WRITTEN INSTRUCTION
Please copy each of the rows below word for word, keeping every character and their order unchanged.

↓

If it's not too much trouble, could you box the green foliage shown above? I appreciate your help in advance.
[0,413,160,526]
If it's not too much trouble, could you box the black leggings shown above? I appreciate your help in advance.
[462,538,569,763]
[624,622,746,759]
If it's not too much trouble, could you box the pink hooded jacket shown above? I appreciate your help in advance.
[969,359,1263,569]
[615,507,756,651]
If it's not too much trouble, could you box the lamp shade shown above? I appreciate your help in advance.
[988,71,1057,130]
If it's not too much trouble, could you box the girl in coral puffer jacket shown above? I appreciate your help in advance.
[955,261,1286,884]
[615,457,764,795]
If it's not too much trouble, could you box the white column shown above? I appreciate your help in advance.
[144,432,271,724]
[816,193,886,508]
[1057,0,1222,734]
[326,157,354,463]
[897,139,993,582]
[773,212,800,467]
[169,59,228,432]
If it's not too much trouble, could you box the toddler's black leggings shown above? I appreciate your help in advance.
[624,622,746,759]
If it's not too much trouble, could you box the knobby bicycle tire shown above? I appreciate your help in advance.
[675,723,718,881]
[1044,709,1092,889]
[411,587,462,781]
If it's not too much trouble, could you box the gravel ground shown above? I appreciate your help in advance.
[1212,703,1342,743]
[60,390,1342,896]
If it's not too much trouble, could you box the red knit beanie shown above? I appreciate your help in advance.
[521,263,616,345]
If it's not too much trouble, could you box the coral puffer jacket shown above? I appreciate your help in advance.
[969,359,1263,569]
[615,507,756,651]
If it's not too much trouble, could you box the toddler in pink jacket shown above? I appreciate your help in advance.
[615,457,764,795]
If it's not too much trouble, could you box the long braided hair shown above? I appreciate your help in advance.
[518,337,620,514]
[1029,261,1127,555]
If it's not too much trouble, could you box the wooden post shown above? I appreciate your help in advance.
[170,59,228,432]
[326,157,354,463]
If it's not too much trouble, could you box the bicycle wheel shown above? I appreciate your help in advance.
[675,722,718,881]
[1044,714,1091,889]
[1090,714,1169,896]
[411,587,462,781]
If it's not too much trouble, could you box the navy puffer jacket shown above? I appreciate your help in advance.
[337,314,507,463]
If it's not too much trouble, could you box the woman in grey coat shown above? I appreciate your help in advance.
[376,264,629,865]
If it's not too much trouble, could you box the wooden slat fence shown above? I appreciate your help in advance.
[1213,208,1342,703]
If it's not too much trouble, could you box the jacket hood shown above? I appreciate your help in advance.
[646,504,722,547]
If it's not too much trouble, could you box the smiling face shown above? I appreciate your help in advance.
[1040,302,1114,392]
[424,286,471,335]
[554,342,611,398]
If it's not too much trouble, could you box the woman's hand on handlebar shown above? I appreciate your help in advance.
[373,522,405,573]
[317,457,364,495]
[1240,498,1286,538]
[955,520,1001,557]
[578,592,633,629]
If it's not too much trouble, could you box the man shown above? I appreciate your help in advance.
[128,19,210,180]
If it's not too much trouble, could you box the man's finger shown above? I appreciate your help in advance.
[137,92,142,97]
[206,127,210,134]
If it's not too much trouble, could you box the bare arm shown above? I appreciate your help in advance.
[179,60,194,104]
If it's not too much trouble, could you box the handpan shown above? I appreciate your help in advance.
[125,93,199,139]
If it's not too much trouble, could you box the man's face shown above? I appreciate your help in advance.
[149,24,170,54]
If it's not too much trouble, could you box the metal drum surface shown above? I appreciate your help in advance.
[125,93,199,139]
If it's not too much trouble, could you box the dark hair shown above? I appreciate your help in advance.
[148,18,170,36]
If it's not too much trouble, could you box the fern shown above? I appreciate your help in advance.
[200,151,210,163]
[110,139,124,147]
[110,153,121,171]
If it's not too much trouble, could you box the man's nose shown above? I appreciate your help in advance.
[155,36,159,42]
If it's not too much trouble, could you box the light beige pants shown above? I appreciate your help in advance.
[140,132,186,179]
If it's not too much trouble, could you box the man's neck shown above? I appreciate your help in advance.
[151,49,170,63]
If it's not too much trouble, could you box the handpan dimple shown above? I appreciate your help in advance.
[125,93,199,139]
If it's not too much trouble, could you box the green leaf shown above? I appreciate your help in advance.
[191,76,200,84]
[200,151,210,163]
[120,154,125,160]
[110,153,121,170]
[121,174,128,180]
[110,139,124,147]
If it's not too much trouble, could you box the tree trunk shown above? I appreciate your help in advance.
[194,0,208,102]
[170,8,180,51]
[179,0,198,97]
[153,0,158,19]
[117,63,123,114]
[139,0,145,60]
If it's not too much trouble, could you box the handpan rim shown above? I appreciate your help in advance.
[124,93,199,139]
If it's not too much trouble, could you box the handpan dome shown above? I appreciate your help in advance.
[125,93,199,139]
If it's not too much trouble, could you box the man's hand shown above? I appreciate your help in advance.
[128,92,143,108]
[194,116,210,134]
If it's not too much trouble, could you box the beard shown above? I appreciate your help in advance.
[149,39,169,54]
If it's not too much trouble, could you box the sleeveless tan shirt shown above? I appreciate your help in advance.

↑

RESPONSE BELOW
If it's not too much trouble, could you box the green foliage shown above? I appreciate your help in advance.
[0,413,160,526]
If it's not too much trouble, could you box the black leggings shown above? I appreciate your help in advance.
[462,538,569,763]
[624,622,746,759]
If it's not too much trouble, could you box the pink hooded jacket shown above? I appreciate your help in advance.
[969,359,1263,569]
[615,507,756,651]
If it's not too much trouble, could you box the lamp shade shown above? I appreciate your help in advance.
[988,71,1057,130]
If it's not too much trouble, could you box the girl in coral puffer jacket shown above? I appreciate your help in advance.
[955,261,1286,884]
[615,457,764,795]
If it's not too much trouble, could you box the white column shown above? I appreciate your help in advance.
[144,432,271,724]
[816,193,886,508]
[1057,0,1222,734]
[326,157,354,463]
[897,139,993,582]
[773,212,800,467]
[169,59,228,432]
If it's not too much trouble, could you box the toddler's black leggings shown above? I appreciate your help in advance.
[624,622,746,759]
If it's not too much trouble, could you box the knobby bicycle tire shown above? I appreciate your help in advance.
[675,723,718,881]
[1044,709,1092,889]
[411,587,462,781]
If it's not too much trouble, could you box the gravel ground shown above? I appreciate your help in advance.
[1212,703,1342,743]
[60,390,1342,896]
If it's not too much trouble, could you box the red knit beanie shown above? I appreciate your help in advance.
[521,263,616,345]
If it's not too much trouble, could you box the coral puffer jacket shown above? I appreciate your help in advance.
[969,359,1263,569]
[615,507,756,651]
If it's not too much trouble, could you box the toddler in pink jacket shown above? I appreciate your help in advance.
[615,457,764,795]
If it's not too much trouble, could you box the long braided hair shown above? I appreciate your help in advance.
[518,337,620,514]
[1029,261,1127,555]
If it's not too much trouble, could you box the wooden post shown above? I appreciate your help in advance.
[170,59,228,432]
[326,157,354,463]
If it's not too much trouble, could you box the bicycle wheel shown above? I appreciate your help in advance.
[675,722,718,881]
[1044,714,1091,889]
[1090,714,1169,896]
[411,587,462,781]
If it's not too much trouble, could you box the navy puffer jacket shown above? I appreciate your help in advance.
[337,314,507,463]
If it's not too much trouble, could you box the woman in grey coat shown above? I appreciate your help in advance.
[376,264,629,865]
If it's not too much trouble, could you box the wooden slat fence shown above? I appreciate your help in advance.
[1213,208,1342,703]
If it's not too much trouble, could you box the jacket hood shown above? I appreciate your help in advance.
[646,504,722,547]
If it's not too much trouble, could you box the smiling face shown above? I appreciate your help in advance.
[1040,302,1114,392]
[424,286,471,335]
[554,342,611,398]
If it's not too much trouble, could you box the woman's hand on handlebar shown above? I appreciate your help in advance.
[373,522,405,573]
[317,457,364,495]
[1240,498,1286,538]
[955,520,1001,557]
[578,592,633,629]
If it's not too much trouble, could you box the man shown above? I appreciate your help in advance.
[128,19,210,180]
If it's not too much trouble, could you box the man's finger shown above? I appreciate your help in advance.
[137,92,142,97]
[206,127,210,134]
If it's not too much trouble, could you box the bare arm shown above? I appreciate your help in advance.
[179,60,194,104]
If it's not too much trouble, could you box the handpan shown above? I appreciate your help in advance.
[125,93,199,139]
If it's not too much trouble, could you box the man's face shown above? I appreciate your help in advance.
[149,24,170,54]
If it's not too much trouble, could you box the metal drum surface shown above? I appreciate your help in advance.
[125,93,199,139]
If it's not too much trouble, could you box the dark hair shown above? I appreciate your help in advance.
[148,18,170,36]
If it's not too much trouble, could you box the fern shown above? I appreciate your help in advance.
[200,151,210,163]
[110,139,124,147]
[110,153,121,171]
If it's not too much trouble, could you box the man's nose shown above? I appreciate your help in advance.
[155,36,159,42]
If it's not too much trouble, could you box the light beige pants shown above? I appreciate your help in advance.
[140,132,186,179]
If it's not too much trouble, could you box the man's neck shown above? I appreciate your help in advance.
[151,49,170,63]
If it's not too much trouble, could you box the handpan dimple shown above? I appreciate your help in advance.
[125,93,199,139]
If it's not too much trouble, could you box the green leaf shown above? I appreciate your help in advance.
[191,76,200,84]
[200,151,210,163]
[120,154,125,160]
[110,153,121,170]
[121,174,128,180]
[110,139,124,147]
If it's not too much trouble, could you box the tree trunk shown above? I appreciate your help in advance.
[194,0,208,102]
[170,8,180,51]
[179,0,198,97]
[153,0,158,19]
[117,63,123,114]
[139,0,145,60]
If it's not too much trouble, could you box the handpan rim shown above? I appreciate your help in advance.
[124,93,199,139]
If it's not too much trouble, could you box the handpan dome shown above? I appreciate your help in advance.
[125,93,199,139]
If it's not too much trouble, could you box the man's hand shown above? I appreciate your help in advance.
[128,92,143,108]
[194,116,210,134]
If it's not too much trouble, could you box the beard shown above? I appreciate your help in advance.
[149,39,169,54]
If it's not too much trouble, could you box the sleeveless tan shirt shown above? I appreciate your help in advance.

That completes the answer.